:: TO DO ::
Please render the listing as a Markdown table with the columns "No." and "Line", starting at the line that has "Please examine the image above and detect the flower" and running through the end of the listing. Number each row and leave out blank lines.

Stored items
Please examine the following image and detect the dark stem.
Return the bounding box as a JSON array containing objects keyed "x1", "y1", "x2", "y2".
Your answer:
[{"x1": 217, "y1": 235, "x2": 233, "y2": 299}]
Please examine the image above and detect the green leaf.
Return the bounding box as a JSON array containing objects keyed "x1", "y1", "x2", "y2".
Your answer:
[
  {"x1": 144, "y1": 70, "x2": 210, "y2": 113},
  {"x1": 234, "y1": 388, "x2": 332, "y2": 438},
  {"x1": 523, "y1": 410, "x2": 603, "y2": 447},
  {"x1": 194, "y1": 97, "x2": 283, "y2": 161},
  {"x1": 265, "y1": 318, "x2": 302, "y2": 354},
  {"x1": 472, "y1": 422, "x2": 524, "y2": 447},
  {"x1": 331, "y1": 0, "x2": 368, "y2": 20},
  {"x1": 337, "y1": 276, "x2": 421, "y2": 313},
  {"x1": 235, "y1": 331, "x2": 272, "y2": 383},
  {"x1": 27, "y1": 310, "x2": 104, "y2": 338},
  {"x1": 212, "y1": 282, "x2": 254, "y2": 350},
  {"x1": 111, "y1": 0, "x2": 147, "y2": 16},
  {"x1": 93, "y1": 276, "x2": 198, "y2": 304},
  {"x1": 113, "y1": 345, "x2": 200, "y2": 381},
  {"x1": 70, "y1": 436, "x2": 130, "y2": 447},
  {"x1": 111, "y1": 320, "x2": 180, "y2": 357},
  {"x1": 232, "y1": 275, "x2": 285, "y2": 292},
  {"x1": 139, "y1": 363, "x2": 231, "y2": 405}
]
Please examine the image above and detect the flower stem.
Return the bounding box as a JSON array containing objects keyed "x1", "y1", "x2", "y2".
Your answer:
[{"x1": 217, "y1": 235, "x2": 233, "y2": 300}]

:: REPLY ::
| No. | Line |
|---|---|
| 1 | Please examine the image above and detect the flower stem. |
| 2 | Return the bounding box as a JSON array containing objects keyed "x1", "y1", "x2", "y2". |
| 3 | Your answer: |
| 4 | [{"x1": 217, "y1": 235, "x2": 233, "y2": 300}] |